> **Problem description**
Copy the material that follows word for word and omit its pictures.

> **Records**
•••••

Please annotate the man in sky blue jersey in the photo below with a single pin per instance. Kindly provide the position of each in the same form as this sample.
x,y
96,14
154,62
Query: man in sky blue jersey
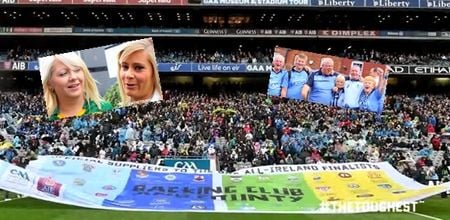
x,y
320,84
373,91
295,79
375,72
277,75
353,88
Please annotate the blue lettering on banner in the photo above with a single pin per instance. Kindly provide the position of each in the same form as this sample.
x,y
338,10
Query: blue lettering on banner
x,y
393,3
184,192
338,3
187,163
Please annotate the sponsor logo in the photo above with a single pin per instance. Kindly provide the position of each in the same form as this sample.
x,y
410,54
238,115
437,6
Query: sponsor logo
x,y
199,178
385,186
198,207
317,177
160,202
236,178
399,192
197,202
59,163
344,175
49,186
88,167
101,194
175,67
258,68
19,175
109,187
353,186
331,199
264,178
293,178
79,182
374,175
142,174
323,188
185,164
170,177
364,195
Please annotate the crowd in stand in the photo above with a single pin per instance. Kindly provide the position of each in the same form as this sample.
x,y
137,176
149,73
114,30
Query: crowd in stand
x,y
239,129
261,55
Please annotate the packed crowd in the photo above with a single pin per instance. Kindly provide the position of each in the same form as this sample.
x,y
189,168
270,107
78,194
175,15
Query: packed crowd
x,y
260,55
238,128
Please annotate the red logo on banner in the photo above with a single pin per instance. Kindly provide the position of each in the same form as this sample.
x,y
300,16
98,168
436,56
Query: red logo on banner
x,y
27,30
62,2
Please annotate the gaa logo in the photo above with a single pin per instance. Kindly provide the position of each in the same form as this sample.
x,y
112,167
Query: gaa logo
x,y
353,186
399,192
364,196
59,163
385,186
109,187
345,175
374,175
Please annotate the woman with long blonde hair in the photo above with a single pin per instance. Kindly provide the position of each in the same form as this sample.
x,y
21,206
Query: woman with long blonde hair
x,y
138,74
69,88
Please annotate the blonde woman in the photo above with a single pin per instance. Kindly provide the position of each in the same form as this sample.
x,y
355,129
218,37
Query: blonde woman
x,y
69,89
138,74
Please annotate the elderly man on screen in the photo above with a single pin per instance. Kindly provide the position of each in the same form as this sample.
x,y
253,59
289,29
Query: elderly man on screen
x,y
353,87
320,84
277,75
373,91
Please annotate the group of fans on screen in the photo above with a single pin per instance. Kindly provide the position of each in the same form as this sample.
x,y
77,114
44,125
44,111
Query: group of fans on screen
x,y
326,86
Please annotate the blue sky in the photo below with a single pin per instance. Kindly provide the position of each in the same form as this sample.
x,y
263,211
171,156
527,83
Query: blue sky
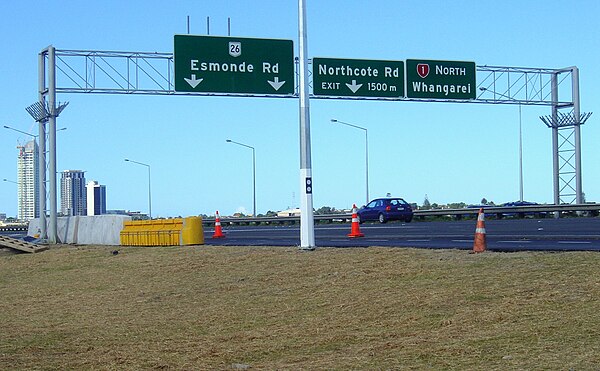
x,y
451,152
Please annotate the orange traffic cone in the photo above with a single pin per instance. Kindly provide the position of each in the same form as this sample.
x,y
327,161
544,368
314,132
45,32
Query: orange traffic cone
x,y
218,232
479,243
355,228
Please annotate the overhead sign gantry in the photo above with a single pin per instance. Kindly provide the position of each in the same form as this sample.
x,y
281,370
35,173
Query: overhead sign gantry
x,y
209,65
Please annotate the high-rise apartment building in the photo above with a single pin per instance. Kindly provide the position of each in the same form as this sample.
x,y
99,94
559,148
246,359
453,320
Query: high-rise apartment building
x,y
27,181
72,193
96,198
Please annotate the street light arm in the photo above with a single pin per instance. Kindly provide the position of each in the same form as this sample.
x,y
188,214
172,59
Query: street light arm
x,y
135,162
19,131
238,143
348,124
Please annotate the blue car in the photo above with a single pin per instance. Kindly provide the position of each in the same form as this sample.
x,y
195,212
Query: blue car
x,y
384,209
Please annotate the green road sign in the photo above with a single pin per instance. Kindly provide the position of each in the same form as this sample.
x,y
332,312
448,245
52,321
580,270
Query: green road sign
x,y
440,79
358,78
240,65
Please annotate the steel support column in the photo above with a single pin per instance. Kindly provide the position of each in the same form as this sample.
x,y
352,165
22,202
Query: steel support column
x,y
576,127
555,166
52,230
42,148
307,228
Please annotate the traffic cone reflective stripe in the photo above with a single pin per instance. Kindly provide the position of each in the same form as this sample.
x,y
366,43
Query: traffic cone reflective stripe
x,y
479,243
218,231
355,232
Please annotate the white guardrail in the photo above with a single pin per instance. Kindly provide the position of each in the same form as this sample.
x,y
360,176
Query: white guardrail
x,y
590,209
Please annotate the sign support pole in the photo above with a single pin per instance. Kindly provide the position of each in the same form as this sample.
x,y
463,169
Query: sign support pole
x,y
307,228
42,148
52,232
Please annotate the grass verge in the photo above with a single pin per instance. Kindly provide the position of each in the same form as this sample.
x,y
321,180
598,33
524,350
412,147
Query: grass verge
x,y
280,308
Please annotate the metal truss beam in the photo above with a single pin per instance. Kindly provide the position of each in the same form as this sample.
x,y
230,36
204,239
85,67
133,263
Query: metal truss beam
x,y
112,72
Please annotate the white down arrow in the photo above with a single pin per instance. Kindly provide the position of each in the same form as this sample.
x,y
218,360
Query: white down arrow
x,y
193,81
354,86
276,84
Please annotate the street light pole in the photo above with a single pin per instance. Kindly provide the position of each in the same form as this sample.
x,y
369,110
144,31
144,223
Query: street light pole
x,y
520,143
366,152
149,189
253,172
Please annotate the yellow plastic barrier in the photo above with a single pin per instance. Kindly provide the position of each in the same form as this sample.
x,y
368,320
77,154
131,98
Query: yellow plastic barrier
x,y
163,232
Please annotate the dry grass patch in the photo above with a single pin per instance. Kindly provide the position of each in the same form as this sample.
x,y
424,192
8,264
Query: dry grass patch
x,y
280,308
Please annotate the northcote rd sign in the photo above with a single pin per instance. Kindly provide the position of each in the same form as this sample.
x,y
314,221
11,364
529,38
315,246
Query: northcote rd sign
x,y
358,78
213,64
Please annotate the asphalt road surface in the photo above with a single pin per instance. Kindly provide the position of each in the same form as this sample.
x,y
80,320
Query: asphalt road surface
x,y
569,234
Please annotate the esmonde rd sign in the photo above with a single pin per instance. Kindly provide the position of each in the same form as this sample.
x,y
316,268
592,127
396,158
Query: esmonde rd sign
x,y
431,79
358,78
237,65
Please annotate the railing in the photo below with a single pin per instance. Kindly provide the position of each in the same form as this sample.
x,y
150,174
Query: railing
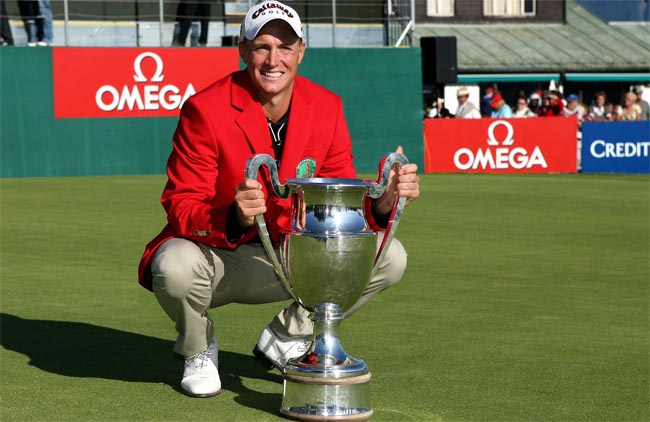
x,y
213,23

•••••

> **Solution**
Please annotate the man in sky blue jersey in the photo below with a single pin per instance. Kindly provide the position of each in the same form as this sample.
x,y
96,14
154,62
Query: man in sky blue jersey
x,y
320,84
373,91
295,79
375,72
277,75
353,88
Please annotate the blue lettering on banner in the photo above with a single pin per instance. Kindly provide the position of each in the same form as this sample.
x,y
338,10
Query: blue lettering on banner
x,y
393,3
184,192
338,3
187,163
Please annotate the sponsor logo in the photo above with a single pin per instance. Kindly provide the position of each in the same form as this sample.
x,y
410,54
238,115
437,6
Query: sponsor logo
x,y
199,178
385,186
198,207
317,177
160,202
236,178
399,192
197,202
59,163
344,175
49,186
88,167
101,194
175,67
258,68
19,175
109,187
353,186
331,199
264,178
293,178
79,182
374,175
142,174
323,188
185,164
170,177
364,195
Please annotate the crowd in stand in the photo above with a single pin per instance. Kindly provide the position of each in the same form as this sample.
x,y
137,176
149,73
114,30
Query: crowd in stand
x,y
239,129
261,55
Please annotate the packed crowd in the photo above with a single pin per instance. Kindly provide the position of each in the same form as this sample.
x,y
189,168
270,107
78,194
175,15
Query: packed crowd
x,y
260,55
238,128
Please annotate the red logo on banner in the photo above with a single pin per instance. Kindly provide the position of each in the same form as this sample.
x,y
300,16
98,168
436,56
Query: red logo on banner
x,y
27,30
62,2
Please annotate the gaa logo in the photo above with a single pin per instance. Kindly provide the position of each in the same form as this sample.
x,y
112,167
Query: gaa logo
x,y
353,186
399,192
364,196
59,163
385,186
109,187
345,175
374,175
Please annotate the woman with long blonde hair in the photo above with a single pin per instance. Kindly provide the position of each in the same form as this sample.
x,y
21,206
Query: woman with long blonde hair
x,y
138,74
69,88
Please annotate the blonde woman in the photo above with a single pin per instance. Kindly provide the position of each in the same form as this sample.
x,y
355,129
218,37
Query: blonde woman
x,y
69,89
138,74
Please annotate the elderly man on screen in the photo above with a single pin per instance. Kindly provide the position of each in the same form as this sample.
x,y
253,59
289,29
Query: elderly man on screen
x,y
353,87
320,84
277,75
373,91
Please annotate the group of fans on screen in the photo above with a single pin per instance. Kindly provide the position of each in the same form as this sample.
x,y
77,114
44,125
44,111
Query: group of fans on screen
x,y
326,86
Please annotate the blue sky in the photo below with a single pin per instance. Kindly provide the position of each in the same form as this sample.
x,y
263,211
171,156
527,83
Query: blue sky
x,y
451,152
Please annotate the orange traffic cone in the photo above with a single pin per instance. Kindly provide the position of each in the same form as this sample.
x,y
327,161
544,368
314,132
45,32
Query: orange traffic cone
x,y
218,232
479,243
355,228
Please annotate the overhead sign gantry in the photo above with a single pin per instance. Kindly provide the position of each in the same form as this sample.
x,y
281,370
35,173
Query: overhead sign gantry
x,y
209,65
Please annotate the high-rise apartment building in the photo above with a single pin per instance. Kindly provide the position of each in the same form as this sample.
x,y
99,94
559,148
246,359
453,320
Query: high-rise apartment building
x,y
27,181
72,193
96,198
Please annotate the street light arm in the photo above with a single pin per instance. Kindly provide the position of each in the same form as this sample.
x,y
188,214
172,59
Query: street light arm
x,y
135,162
19,131
238,143
348,124
Please annotate the blue car in the photo above with a single pin per instance. Kindly provide the position of each in the same form as this sample.
x,y
195,212
Query: blue car
x,y
384,209
Please annotate the green road sign in the photo above with a single pin per instance. Kindly provide the position of each in the same form as this sample.
x,y
332,312
448,245
52,321
580,270
Query: green road sign
x,y
440,79
358,78
240,65
Please annotate the steel support column in the photo above with a single pin per instance. Kindly provide the position of each in the same form as this sample.
x,y
352,165
22,202
Query: steel support column
x,y
576,127
555,166
52,230
42,148
307,228
Please annotate the traffic cone reflective stripe in the photo above with a single pin per instance. Kindly provide the position of each in the same form as this sample.
x,y
366,43
Query: traffic cone reflective stripe
x,y
479,243
218,231
355,232
Please annotate the white guardrail in the photo above with a single pin per instance. Kindly provide the position of each in the same form as this sample.
x,y
360,176
Query: white guardrail
x,y
590,209
Please annotate the sign support pole in the photo above with a single pin per instance. Kindly provide the position of each in the same form as this sample.
x,y
463,169
Query: sign support pole
x,y
307,228
42,148
52,232
Please annotate the grass verge in the photo above with a single pin per instance. Kindly provide the position of each in the same form as this sample.
x,y
321,180
598,33
524,350
412,147
Query: grass verge
x,y
280,308
Please annotate the metal truss beam in the photo above with a single pin per instance. Kindly provide the position of each in the same form as this sample.
x,y
230,36
204,239
85,67
133,263
Query: metal truss beam
x,y
112,72
Please annotate the white down arrow in the photo above with a single pin per instance. Kindly provide the position of each in the same form as this sample.
x,y
218,360
Query: white down arrow
x,y
193,81
354,86
276,84
Please annotate the street light pole in the photo above with a single pin per instance. Kindly provide the position of each in the same form as this sample.
x,y
369,110
144,31
144,223
Query: street light pole
x,y
520,143
366,152
149,189
253,172
Please annotate the yellow plastic barrier in the photo above with a single pin per instance. Kindly provide the position of each in the same form as this sample.
x,y
368,320
77,154
131,98
Query: yellow plastic barrier
x,y
163,232
Please annotate the dry grass patch in the photo above with a single pin per instance. Kindly provide the position of each in the same form as this sample.
x,y
424,192
8,264
Query: dry grass patch
x,y
280,308
Please annotate the northcote rd sign in the photo above with a single pin per instance. Kindly provide the position of each in the same form as this sample.
x,y
314,221
11,364
529,38
315,246
Query: northcote rd sign
x,y
358,78
213,64
Please annotate the asphalt road surface in the photo above with a single pin per instance. Kindly provide the position of each in the same form as this sample.
x,y
80,320
Query: asphalt road surface
x,y
569,234
Please annotate the esmonde rd sign in the photo above with a single pin per instance. Kindly provide the position of each in the same form as this sample.
x,y
316,268
592,127
396,158
Query: esmonde rd sign
x,y
431,79
358,78
237,65
Please annotate the railing in the photo below with a single pin per instance. Kindly provide the position of each in the same form as this sample.
x,y
150,174
Query: railing
x,y
213,23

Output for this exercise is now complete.